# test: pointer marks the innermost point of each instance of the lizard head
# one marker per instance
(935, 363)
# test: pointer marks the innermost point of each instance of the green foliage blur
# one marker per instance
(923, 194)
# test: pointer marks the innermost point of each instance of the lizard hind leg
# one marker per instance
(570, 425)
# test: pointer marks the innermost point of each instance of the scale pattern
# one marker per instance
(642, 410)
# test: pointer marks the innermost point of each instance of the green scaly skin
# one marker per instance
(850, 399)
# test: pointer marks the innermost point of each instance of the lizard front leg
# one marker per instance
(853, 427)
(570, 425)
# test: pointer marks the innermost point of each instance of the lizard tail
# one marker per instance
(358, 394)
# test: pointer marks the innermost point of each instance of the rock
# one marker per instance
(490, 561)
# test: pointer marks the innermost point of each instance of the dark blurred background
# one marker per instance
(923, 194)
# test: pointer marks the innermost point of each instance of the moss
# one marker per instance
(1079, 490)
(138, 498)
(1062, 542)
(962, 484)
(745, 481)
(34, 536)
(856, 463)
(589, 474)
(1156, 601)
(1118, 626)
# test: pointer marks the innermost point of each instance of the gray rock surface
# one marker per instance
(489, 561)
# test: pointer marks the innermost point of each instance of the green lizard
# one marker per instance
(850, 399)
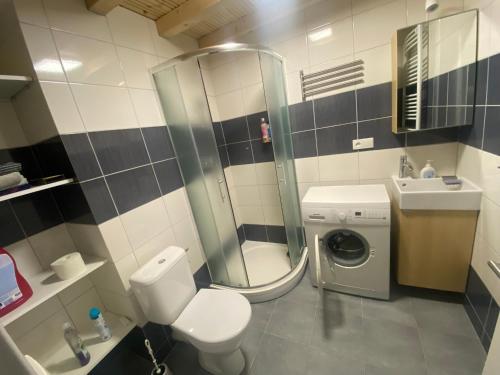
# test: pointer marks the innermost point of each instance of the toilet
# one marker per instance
(213, 321)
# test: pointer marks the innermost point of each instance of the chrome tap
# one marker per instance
(405, 168)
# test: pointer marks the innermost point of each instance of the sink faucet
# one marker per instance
(405, 168)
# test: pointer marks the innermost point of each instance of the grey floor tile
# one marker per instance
(452, 354)
(278, 356)
(327, 363)
(441, 316)
(292, 321)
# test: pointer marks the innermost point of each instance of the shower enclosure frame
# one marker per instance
(274, 93)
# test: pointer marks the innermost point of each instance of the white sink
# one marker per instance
(434, 194)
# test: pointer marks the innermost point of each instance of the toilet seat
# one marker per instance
(214, 320)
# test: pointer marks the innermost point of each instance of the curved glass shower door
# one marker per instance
(182, 96)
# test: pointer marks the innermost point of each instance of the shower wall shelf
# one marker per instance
(46, 285)
(35, 189)
(11, 85)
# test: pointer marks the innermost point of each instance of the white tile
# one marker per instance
(74, 17)
(154, 246)
(177, 204)
(11, 133)
(136, 67)
(339, 167)
(31, 11)
(230, 105)
(379, 164)
(62, 107)
(104, 107)
(130, 29)
(144, 222)
(26, 260)
(327, 11)
(244, 174)
(78, 310)
(443, 156)
(375, 27)
(88, 60)
(254, 99)
(337, 42)
(43, 53)
(146, 107)
(115, 238)
(52, 244)
(76, 290)
(307, 169)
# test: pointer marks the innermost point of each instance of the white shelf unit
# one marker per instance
(63, 361)
(34, 189)
(46, 285)
(11, 85)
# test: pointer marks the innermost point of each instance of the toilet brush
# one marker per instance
(159, 369)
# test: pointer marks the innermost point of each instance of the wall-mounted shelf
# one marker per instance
(64, 362)
(11, 85)
(34, 189)
(46, 285)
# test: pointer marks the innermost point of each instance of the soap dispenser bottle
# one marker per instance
(428, 171)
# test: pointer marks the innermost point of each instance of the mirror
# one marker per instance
(434, 73)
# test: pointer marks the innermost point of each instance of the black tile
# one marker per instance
(119, 149)
(457, 86)
(99, 200)
(276, 233)
(158, 143)
(219, 136)
(235, 130)
(241, 234)
(262, 152)
(73, 204)
(301, 116)
(81, 156)
(492, 130)
(253, 122)
(224, 160)
(304, 144)
(336, 140)
(494, 80)
(169, 175)
(133, 188)
(240, 153)
(381, 131)
(37, 212)
(481, 80)
(492, 318)
(52, 157)
(478, 295)
(335, 109)
(432, 136)
(255, 232)
(10, 229)
(473, 135)
(374, 101)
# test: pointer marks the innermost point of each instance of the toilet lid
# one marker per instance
(214, 316)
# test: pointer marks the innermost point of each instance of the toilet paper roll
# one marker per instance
(68, 266)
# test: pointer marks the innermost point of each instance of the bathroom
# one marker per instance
(100, 100)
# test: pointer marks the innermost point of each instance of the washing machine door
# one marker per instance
(346, 248)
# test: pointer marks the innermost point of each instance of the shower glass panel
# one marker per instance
(185, 105)
(277, 106)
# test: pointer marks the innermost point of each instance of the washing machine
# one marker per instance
(351, 227)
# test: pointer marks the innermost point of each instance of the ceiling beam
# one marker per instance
(101, 6)
(183, 17)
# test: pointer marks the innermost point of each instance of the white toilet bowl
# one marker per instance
(213, 321)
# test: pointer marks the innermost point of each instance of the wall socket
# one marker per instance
(361, 144)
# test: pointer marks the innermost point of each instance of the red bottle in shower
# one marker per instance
(14, 289)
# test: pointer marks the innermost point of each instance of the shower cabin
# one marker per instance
(241, 185)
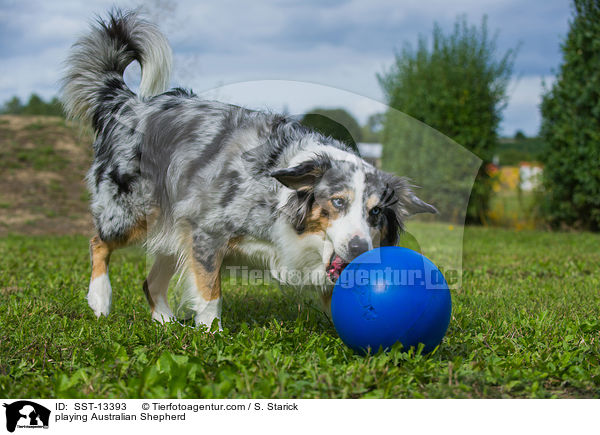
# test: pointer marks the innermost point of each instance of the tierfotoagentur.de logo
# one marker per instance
(25, 414)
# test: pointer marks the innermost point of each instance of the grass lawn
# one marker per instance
(526, 323)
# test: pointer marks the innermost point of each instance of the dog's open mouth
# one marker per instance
(335, 267)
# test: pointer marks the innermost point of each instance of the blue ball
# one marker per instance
(390, 295)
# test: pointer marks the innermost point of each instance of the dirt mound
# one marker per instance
(43, 162)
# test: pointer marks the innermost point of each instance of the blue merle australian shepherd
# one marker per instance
(206, 184)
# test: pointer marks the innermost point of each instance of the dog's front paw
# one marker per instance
(99, 295)
(211, 325)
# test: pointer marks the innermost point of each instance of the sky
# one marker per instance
(290, 55)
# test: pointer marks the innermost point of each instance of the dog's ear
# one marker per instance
(304, 176)
(399, 202)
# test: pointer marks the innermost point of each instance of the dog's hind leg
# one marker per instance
(100, 293)
(204, 279)
(156, 287)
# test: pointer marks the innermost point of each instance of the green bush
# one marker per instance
(571, 126)
(35, 106)
(337, 123)
(457, 85)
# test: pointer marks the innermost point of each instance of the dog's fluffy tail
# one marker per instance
(95, 66)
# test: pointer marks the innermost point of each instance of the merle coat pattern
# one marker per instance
(205, 183)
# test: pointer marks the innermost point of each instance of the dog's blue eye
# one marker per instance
(338, 202)
(375, 211)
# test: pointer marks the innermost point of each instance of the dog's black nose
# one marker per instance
(357, 246)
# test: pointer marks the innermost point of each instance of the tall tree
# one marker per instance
(457, 84)
(571, 125)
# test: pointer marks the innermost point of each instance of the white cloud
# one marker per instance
(339, 44)
(522, 111)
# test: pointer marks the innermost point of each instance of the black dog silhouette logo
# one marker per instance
(26, 414)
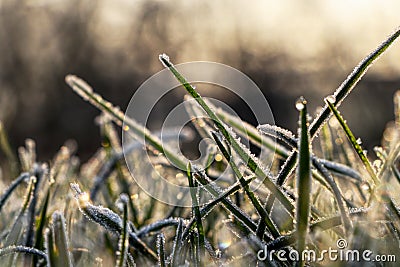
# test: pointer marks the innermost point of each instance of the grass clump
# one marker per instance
(46, 219)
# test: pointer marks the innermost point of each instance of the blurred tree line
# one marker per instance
(114, 45)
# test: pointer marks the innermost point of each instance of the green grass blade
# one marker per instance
(123, 242)
(22, 249)
(177, 245)
(10, 189)
(254, 200)
(347, 225)
(303, 179)
(356, 145)
(161, 250)
(8, 151)
(340, 94)
(109, 220)
(245, 155)
(130, 125)
(41, 225)
(196, 211)
(351, 81)
(60, 247)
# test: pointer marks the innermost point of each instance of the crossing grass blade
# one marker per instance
(303, 180)
(197, 215)
(249, 159)
(330, 101)
(254, 200)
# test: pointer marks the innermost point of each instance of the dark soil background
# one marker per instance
(287, 49)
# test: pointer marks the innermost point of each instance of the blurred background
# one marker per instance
(288, 48)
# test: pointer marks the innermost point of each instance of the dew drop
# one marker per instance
(300, 104)
(331, 99)
(218, 157)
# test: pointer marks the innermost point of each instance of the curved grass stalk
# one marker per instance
(129, 124)
(56, 240)
(110, 221)
(245, 155)
(303, 180)
(340, 94)
(22, 249)
(254, 200)
(123, 242)
(197, 215)
(161, 250)
(10, 189)
(356, 145)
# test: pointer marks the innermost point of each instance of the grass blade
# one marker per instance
(40, 228)
(340, 94)
(356, 145)
(57, 242)
(110, 221)
(303, 179)
(123, 243)
(161, 250)
(196, 211)
(254, 200)
(10, 189)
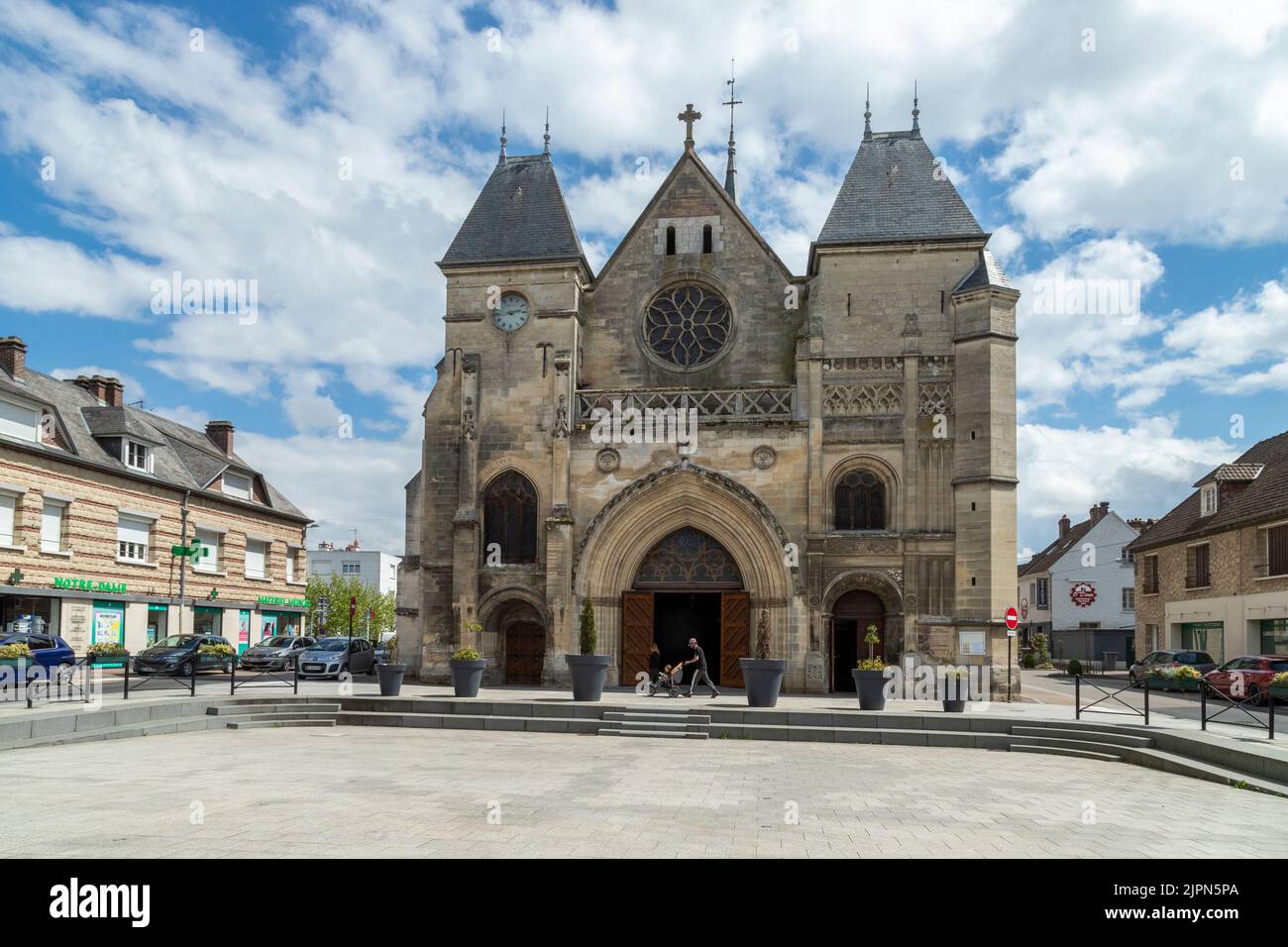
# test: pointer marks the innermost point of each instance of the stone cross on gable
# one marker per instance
(688, 116)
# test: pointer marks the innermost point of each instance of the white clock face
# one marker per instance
(510, 312)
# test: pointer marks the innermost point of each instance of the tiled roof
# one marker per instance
(894, 191)
(1048, 557)
(1263, 497)
(519, 215)
(987, 272)
(1232, 474)
(180, 457)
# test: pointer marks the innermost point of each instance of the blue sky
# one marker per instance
(1121, 141)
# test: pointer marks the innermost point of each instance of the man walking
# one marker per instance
(699, 659)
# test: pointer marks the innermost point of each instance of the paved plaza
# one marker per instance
(359, 791)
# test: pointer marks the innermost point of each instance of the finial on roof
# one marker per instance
(867, 112)
(730, 170)
(688, 116)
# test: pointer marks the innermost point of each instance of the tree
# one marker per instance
(339, 589)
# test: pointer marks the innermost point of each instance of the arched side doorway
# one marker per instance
(851, 616)
(687, 586)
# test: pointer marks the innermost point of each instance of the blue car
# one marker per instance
(47, 651)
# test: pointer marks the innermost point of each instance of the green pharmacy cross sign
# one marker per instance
(194, 552)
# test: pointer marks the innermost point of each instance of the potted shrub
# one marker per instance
(467, 672)
(956, 689)
(390, 672)
(870, 674)
(1279, 685)
(589, 671)
(763, 676)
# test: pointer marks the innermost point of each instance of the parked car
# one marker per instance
(275, 654)
(1248, 677)
(330, 657)
(1157, 660)
(181, 655)
(47, 651)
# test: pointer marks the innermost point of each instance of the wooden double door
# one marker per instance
(524, 652)
(719, 620)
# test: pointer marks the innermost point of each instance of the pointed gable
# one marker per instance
(894, 191)
(519, 217)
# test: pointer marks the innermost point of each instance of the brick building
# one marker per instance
(1212, 575)
(854, 458)
(91, 492)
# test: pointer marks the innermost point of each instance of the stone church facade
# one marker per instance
(854, 451)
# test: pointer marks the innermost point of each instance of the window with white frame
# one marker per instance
(132, 539)
(52, 517)
(209, 540)
(138, 457)
(8, 518)
(20, 421)
(237, 484)
(257, 558)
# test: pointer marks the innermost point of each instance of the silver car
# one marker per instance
(275, 654)
(330, 657)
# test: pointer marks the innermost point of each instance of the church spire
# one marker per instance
(730, 170)
(867, 112)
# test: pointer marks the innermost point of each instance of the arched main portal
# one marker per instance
(687, 586)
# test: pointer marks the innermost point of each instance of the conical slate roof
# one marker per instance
(519, 215)
(894, 191)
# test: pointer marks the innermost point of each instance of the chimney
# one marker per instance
(112, 392)
(94, 384)
(220, 433)
(13, 357)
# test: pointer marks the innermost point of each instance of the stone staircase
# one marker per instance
(674, 724)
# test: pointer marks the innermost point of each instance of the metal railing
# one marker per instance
(1080, 709)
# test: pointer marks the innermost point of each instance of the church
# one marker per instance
(696, 440)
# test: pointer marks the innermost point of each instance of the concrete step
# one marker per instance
(1098, 736)
(237, 709)
(662, 735)
(622, 715)
(1067, 751)
(273, 723)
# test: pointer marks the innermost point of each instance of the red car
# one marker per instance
(1248, 677)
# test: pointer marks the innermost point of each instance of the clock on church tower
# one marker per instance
(510, 312)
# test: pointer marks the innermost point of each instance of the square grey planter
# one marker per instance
(589, 673)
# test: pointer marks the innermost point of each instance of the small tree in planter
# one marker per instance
(468, 668)
(870, 674)
(390, 672)
(763, 674)
(588, 669)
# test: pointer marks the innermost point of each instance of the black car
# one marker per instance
(275, 654)
(1158, 660)
(181, 655)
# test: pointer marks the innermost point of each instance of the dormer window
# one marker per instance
(138, 457)
(237, 484)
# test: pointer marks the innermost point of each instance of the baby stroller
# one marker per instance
(668, 682)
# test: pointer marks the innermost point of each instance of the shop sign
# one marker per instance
(89, 585)
(286, 602)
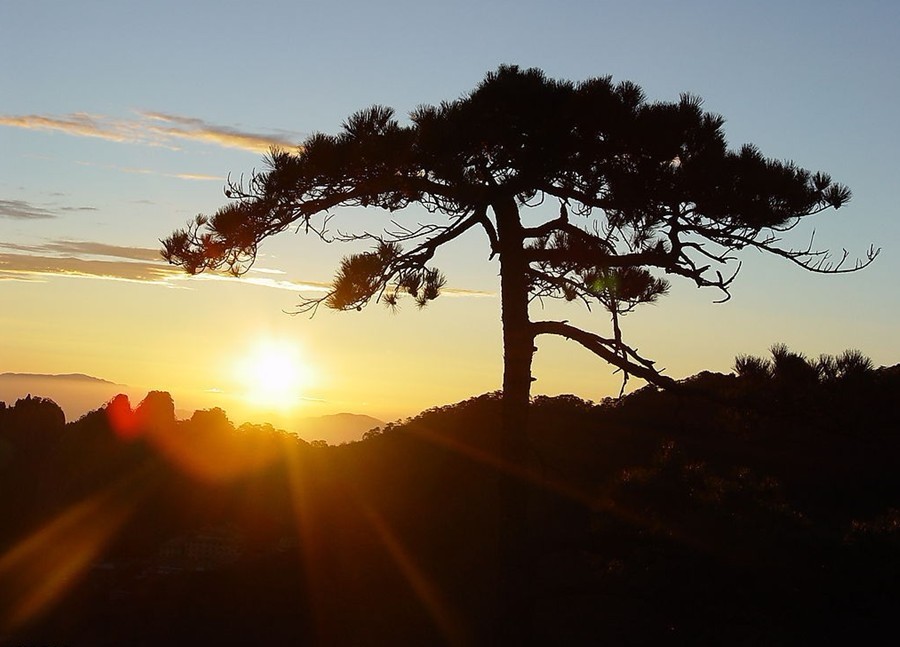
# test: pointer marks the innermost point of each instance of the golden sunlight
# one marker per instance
(273, 374)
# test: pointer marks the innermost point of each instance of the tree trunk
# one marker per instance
(518, 347)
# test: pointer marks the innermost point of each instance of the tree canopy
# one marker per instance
(645, 190)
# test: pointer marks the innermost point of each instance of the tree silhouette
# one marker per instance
(637, 190)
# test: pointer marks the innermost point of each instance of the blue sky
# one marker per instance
(120, 120)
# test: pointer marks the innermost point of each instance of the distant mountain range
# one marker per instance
(337, 428)
(78, 394)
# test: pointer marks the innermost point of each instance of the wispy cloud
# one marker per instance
(21, 210)
(149, 128)
(96, 260)
(148, 171)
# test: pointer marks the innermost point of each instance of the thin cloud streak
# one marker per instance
(147, 171)
(149, 129)
(66, 258)
(22, 210)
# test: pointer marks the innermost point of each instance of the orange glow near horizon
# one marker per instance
(273, 374)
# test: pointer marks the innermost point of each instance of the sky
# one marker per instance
(120, 121)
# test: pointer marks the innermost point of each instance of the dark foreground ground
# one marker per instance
(754, 511)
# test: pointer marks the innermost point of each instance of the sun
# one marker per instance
(274, 374)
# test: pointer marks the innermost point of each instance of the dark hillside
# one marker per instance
(752, 509)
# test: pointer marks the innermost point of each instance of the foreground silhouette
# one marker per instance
(642, 190)
(756, 508)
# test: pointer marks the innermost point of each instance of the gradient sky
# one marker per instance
(120, 120)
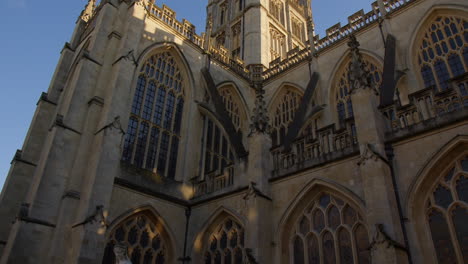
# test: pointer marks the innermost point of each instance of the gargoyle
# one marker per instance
(381, 237)
(97, 216)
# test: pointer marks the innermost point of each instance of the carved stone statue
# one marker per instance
(120, 251)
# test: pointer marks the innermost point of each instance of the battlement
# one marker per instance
(168, 16)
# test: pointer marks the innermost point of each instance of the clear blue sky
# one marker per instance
(33, 32)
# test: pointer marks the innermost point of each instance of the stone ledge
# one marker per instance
(428, 125)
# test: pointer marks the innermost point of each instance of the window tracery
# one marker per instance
(277, 44)
(443, 51)
(236, 40)
(277, 10)
(330, 226)
(283, 114)
(297, 28)
(344, 104)
(447, 214)
(142, 235)
(232, 105)
(153, 133)
(217, 152)
(226, 244)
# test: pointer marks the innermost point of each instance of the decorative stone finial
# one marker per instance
(88, 11)
(121, 255)
(260, 120)
(359, 75)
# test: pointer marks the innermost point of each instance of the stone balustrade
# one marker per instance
(185, 28)
(315, 148)
(214, 182)
(429, 103)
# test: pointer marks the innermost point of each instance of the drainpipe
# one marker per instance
(185, 258)
(390, 156)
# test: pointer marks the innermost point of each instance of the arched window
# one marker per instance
(447, 214)
(330, 229)
(142, 235)
(153, 133)
(218, 155)
(226, 244)
(442, 50)
(233, 106)
(344, 104)
(284, 111)
(277, 10)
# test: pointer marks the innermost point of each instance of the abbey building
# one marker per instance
(257, 141)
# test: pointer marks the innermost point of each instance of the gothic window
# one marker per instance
(232, 105)
(443, 46)
(283, 114)
(226, 243)
(222, 14)
(141, 233)
(447, 214)
(344, 104)
(277, 44)
(221, 40)
(297, 28)
(330, 229)
(236, 40)
(218, 154)
(153, 132)
(277, 10)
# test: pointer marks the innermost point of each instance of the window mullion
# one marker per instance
(137, 131)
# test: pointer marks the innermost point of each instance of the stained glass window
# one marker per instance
(232, 106)
(141, 233)
(157, 115)
(442, 47)
(344, 104)
(315, 232)
(226, 243)
(216, 147)
(283, 114)
(447, 215)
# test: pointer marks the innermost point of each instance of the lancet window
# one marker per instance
(277, 10)
(153, 133)
(344, 104)
(277, 44)
(142, 236)
(218, 156)
(330, 229)
(447, 214)
(232, 105)
(236, 40)
(297, 28)
(283, 114)
(226, 244)
(443, 51)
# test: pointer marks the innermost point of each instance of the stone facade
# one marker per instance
(256, 142)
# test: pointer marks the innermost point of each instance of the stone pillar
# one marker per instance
(88, 239)
(382, 211)
(259, 167)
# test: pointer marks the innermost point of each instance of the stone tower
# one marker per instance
(274, 27)
(255, 142)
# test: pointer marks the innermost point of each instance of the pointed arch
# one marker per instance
(434, 195)
(161, 94)
(178, 54)
(234, 104)
(218, 153)
(339, 87)
(318, 201)
(438, 35)
(282, 109)
(214, 228)
(146, 235)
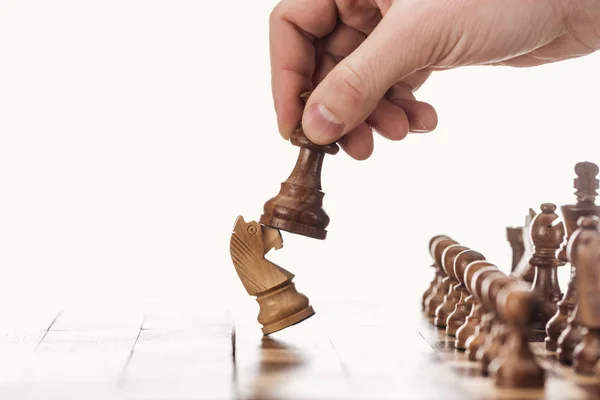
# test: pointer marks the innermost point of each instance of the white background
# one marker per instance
(133, 133)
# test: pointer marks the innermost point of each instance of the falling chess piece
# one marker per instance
(439, 292)
(452, 297)
(514, 235)
(496, 339)
(479, 337)
(516, 367)
(585, 185)
(439, 273)
(584, 252)
(547, 233)
(463, 307)
(474, 318)
(280, 303)
(298, 208)
(524, 270)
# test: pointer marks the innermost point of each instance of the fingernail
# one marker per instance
(321, 125)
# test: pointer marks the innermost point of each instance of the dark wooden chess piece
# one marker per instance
(514, 235)
(474, 318)
(516, 366)
(524, 270)
(479, 337)
(584, 252)
(463, 308)
(281, 305)
(496, 339)
(439, 273)
(586, 185)
(451, 299)
(298, 208)
(547, 233)
(440, 291)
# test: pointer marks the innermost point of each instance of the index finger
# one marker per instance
(294, 27)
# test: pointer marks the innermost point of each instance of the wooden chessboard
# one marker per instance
(346, 351)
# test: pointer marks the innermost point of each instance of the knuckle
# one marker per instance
(349, 84)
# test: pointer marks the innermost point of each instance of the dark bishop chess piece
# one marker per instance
(439, 273)
(584, 252)
(298, 208)
(547, 233)
(585, 185)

◆ ABOUT THIS EXERCISE
Everything above from the line containing "the stone ledge" down to the line containing "the stone pillar" should be copied exactly, both end lines included, and nothing else.

◆ ANSWER AREA
# test: pointer marks the innermost point of each instance of the stone ledge
# one marker per instance
(428, 125)
# test: pointer marks the innermost point of each instance of the window tracery
# one marker per instance
(277, 44)
(443, 51)
(236, 40)
(277, 10)
(330, 226)
(283, 114)
(297, 28)
(344, 104)
(447, 214)
(142, 235)
(232, 105)
(153, 133)
(217, 152)
(226, 244)
# test: pointer marks the innermost point of each instance of the decorative stone finial
# one marker per instance
(88, 11)
(121, 255)
(260, 120)
(359, 75)
# test: pointer marks the innermost point of each instance of the stone balustrade
# one marker per instance
(185, 28)
(315, 148)
(214, 182)
(429, 103)
# test: pointer marks the innermost point of each instance of the drainpipe
# one marker per instance
(185, 258)
(390, 156)
# test: pointer marks the innermost point of each instance of the arched window
# one marker per instance
(447, 214)
(330, 229)
(142, 235)
(153, 133)
(218, 155)
(226, 244)
(442, 50)
(233, 106)
(344, 104)
(284, 111)
(277, 10)
# test: pointer marks the innermost point of each instance of the abbey building
# one marker per instance
(257, 141)
# test: pointer marks the innermost point of each instance of the gothic window
# one marker per instance
(232, 105)
(443, 46)
(283, 114)
(226, 243)
(222, 14)
(141, 233)
(447, 214)
(344, 104)
(277, 44)
(221, 40)
(297, 28)
(330, 229)
(236, 40)
(218, 154)
(153, 132)
(277, 10)
# test: pointer marks the innermost point of each instance of the window mullion
# one marker per instance
(137, 131)
# test: pointer marks the innermost point of each instance of the stained glass window
# one marker per instance
(232, 106)
(141, 233)
(157, 115)
(442, 47)
(344, 104)
(315, 232)
(226, 243)
(216, 147)
(283, 114)
(447, 215)
# test: pointer marks the innermost point of each instance of the lancet window
# one marker per instance
(277, 10)
(153, 133)
(344, 104)
(277, 44)
(142, 236)
(218, 156)
(330, 229)
(447, 214)
(232, 105)
(236, 40)
(297, 28)
(283, 114)
(226, 244)
(443, 51)
# test: pointer marks the innermost point of each instance of the stone facade
# one marker per instance
(256, 142)
# test: pointer marks the innermost point of each instance of the stone pillar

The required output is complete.